Would you restate the full listing word for word and omit its pictures?

RECORDS FOR THE EXERCISE START

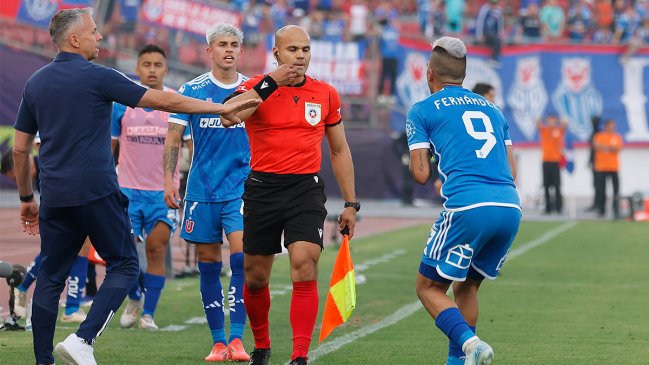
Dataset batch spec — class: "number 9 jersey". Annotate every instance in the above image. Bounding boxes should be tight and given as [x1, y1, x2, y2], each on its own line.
[406, 85, 520, 211]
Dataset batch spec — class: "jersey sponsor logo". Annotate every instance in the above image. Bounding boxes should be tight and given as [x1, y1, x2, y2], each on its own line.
[126, 126, 167, 136]
[318, 228, 323, 239]
[313, 176, 319, 183]
[185, 219, 194, 233]
[507, 57, 548, 140]
[236, 85, 248, 92]
[496, 249, 509, 272]
[552, 58, 603, 141]
[445, 244, 473, 269]
[198, 117, 244, 129]
[260, 81, 269, 89]
[293, 96, 300, 104]
[305, 102, 322, 126]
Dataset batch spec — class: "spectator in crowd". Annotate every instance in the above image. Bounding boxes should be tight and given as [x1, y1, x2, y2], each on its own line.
[377, 17, 400, 104]
[416, 0, 434, 39]
[271, 0, 290, 31]
[540, 0, 566, 43]
[594, 0, 615, 31]
[476, 0, 505, 65]
[593, 119, 623, 219]
[322, 11, 346, 41]
[445, 0, 466, 35]
[614, 5, 642, 44]
[517, 2, 543, 44]
[537, 114, 567, 214]
[348, 0, 370, 42]
[567, 0, 593, 43]
[623, 17, 649, 60]
[592, 22, 615, 43]
[374, 0, 399, 22]
[432, 1, 447, 38]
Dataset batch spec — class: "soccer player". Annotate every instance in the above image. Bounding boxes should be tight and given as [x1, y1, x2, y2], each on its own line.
[13, 8, 259, 365]
[223, 25, 358, 365]
[164, 23, 251, 362]
[406, 37, 520, 365]
[112, 44, 192, 331]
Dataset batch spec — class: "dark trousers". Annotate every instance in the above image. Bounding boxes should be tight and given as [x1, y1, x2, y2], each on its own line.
[33, 191, 139, 364]
[542, 161, 562, 213]
[484, 34, 502, 61]
[378, 57, 398, 95]
[594, 171, 620, 217]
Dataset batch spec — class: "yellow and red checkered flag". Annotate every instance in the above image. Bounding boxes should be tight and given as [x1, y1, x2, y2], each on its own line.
[319, 233, 356, 342]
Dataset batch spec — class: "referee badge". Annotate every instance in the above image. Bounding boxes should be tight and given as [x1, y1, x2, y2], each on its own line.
[304, 102, 322, 126]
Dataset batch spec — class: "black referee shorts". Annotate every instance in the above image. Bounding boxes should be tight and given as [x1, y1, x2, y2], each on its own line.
[242, 170, 327, 255]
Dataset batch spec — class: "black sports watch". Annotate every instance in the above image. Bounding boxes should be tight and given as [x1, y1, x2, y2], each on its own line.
[344, 201, 361, 212]
[19, 193, 34, 203]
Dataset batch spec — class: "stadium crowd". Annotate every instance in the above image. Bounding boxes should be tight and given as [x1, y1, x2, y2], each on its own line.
[2, 0, 649, 75]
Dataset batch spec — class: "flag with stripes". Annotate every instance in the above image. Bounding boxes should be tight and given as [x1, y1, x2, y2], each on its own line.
[319, 234, 356, 342]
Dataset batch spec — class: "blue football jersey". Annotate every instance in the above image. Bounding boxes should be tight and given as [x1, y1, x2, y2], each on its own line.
[406, 85, 520, 210]
[169, 72, 250, 202]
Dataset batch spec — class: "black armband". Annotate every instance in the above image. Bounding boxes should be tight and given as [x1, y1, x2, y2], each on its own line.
[253, 75, 279, 101]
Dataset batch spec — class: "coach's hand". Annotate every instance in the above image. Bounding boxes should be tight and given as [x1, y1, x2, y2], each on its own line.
[338, 207, 357, 239]
[269, 64, 299, 87]
[164, 179, 181, 210]
[220, 98, 262, 127]
[19, 200, 39, 236]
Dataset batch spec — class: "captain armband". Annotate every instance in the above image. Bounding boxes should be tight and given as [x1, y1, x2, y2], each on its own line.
[252, 75, 279, 101]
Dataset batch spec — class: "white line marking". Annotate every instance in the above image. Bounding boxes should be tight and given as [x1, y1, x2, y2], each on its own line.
[301, 221, 577, 364]
[507, 222, 577, 259]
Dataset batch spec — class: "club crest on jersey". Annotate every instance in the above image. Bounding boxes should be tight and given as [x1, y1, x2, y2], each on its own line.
[185, 219, 195, 233]
[305, 102, 321, 126]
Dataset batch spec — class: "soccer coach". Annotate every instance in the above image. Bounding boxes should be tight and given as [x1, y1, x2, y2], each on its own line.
[12, 8, 259, 365]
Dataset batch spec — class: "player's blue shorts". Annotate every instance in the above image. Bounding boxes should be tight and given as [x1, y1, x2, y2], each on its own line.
[121, 188, 178, 241]
[180, 198, 243, 244]
[420, 205, 521, 282]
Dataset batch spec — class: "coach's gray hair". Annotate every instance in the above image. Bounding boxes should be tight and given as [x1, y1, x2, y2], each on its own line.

RECORDS FOR THE EXERCISE END

ANSWER TO THIS TASK.
Dataset batch spec — class: "number 9 jersey". Annotate every instance in the above image. Bounding boxes should be tight and given as [x1, y1, x2, y2], each on its own line.
[406, 85, 520, 211]
Dataset batch spec — class: "jersey sponsor logo". Annotate every instance in the above image. Bounding boxes should be tight and given as [x1, y1, x2, y2], each on its own line.
[126, 126, 167, 136]
[318, 228, 323, 239]
[313, 176, 319, 183]
[185, 219, 194, 233]
[507, 57, 548, 140]
[236, 85, 248, 92]
[496, 249, 509, 272]
[552, 58, 603, 141]
[445, 244, 473, 269]
[198, 117, 244, 129]
[260, 81, 269, 89]
[293, 96, 300, 104]
[305, 102, 322, 126]
Dataset batch spec — class: "spectator in crowd". Annotate every instance in the above image. Bounding boxes should be tight and given as [x1, y1, x2, y2], each on its own line.
[377, 17, 400, 104]
[416, 0, 434, 39]
[271, 0, 290, 31]
[540, 0, 566, 43]
[594, 0, 615, 31]
[476, 0, 505, 65]
[593, 119, 623, 219]
[322, 11, 346, 41]
[445, 0, 466, 35]
[614, 5, 642, 44]
[517, 2, 543, 44]
[537, 114, 567, 214]
[348, 0, 370, 42]
[567, 0, 593, 43]
[623, 17, 649, 60]
[592, 22, 615, 43]
[374, 0, 399, 22]
[432, 1, 447, 38]
Dataset batch spec — class: "soccer player". Annotate every instance in the above image. Bounding boxes should be tight and given as [x1, y1, x2, y2], each on its own line.
[13, 8, 259, 365]
[223, 25, 358, 365]
[164, 23, 251, 362]
[406, 37, 520, 365]
[112, 44, 192, 331]
Dataset batch spec — class: "dark trousers". Annotate every instance in the above image. Bounding boxes should be tight and given as [x1, y1, x2, y2], each on its own line.
[33, 191, 139, 364]
[542, 161, 562, 213]
[484, 34, 502, 61]
[378, 57, 398, 95]
[594, 171, 620, 217]
Dataset batch spec — class: "yellow and red checkered flag". Annotate every instance in the above image. Bounding boxes should be tight and given as [x1, y1, x2, y2], each on its own line.
[319, 233, 356, 342]
Dataset batch spec — class: "referee badge". Annotate every instance in the above image. Bounding boxes should be tight and given as [x1, y1, x2, y2], each on its own line.
[304, 102, 322, 126]
Dataset batch spec — class: "black referee shorts". Annotate every instance in the above image. Bounding boxes should be tight and given as [x1, y1, x2, y2], each on its own line.
[242, 170, 327, 255]
Dataset batch spec — class: "black sports watch". Annotate every instance in the above image. Bounding boxes should be tight and given as [x1, y1, x2, y2], each on its own line.
[344, 201, 361, 212]
[19, 193, 34, 203]
Dataset batch spec — class: "stadium crowd". Annotate every instance in the above image. Bounding boxes should be tight and given as [x1, y1, x2, y2], each on its own line.
[2, 0, 649, 75]
Dataset batch spec — class: "flag with stripes". Annotate every instance in the above image. Bounding boxes should be tight and given as [x1, y1, x2, y2], each on its own line.
[319, 234, 356, 342]
Dataset batch spec — class: "blue football jersey". Annotate every instance in the above image. Bounding boxes should be tight and given as [x1, y1, x2, y2], each on its own line.
[406, 85, 520, 210]
[169, 72, 250, 202]
Dataset batch spec — class: "black armband". Annotate every instance in the above image. Bounding boxes should be tight and given as [x1, y1, x2, y2], each on its own line.
[253, 75, 279, 101]
Dataset batch spec — class: "coach's hand". Annotate every instance in the above image. Bounding boxes should be tight and given as [x1, y1, x2, y2], each on its own line.
[338, 207, 357, 239]
[269, 64, 299, 87]
[164, 179, 181, 210]
[220, 98, 262, 127]
[19, 200, 39, 236]
Dataset batch spec — class: "captain armband". Annotate every instance in the above image. Bounding boxes should be tight and given as [x1, y1, x2, y2], each on its own line.
[252, 75, 279, 101]
Dataset batch spec — class: "white line marking". Annotate every instance in the above image. Bounding boxes should be tight and given as [x1, y1, x2, y2], each on its own line.
[301, 221, 577, 364]
[507, 222, 577, 259]
Dataset batch spec — class: "club crest on jersey". Annotate every instance in the above image. Bounding boxes should be tight and given as [x1, y1, x2, y2], each on its own line.
[185, 219, 195, 233]
[305, 102, 321, 126]
Dataset batch spec — class: "soccer coach". Annotate every instance in the above image. Bounding boxes should be tight and given as [x1, y1, x2, y2], each on its own line.
[12, 8, 259, 365]
Dataset batch spec — class: "player's blue shorts". Annotate every instance in the above image. Bounding boxes should be tight and given as [x1, y1, x2, y2], each on its own line.
[121, 188, 178, 241]
[180, 198, 243, 244]
[420, 205, 521, 282]
Dataset batch spec — class: "coach's gray hair". Annotate every instance in the above image. Bounding boxes should be tight and given as [x1, y1, x2, y2], each on its own line.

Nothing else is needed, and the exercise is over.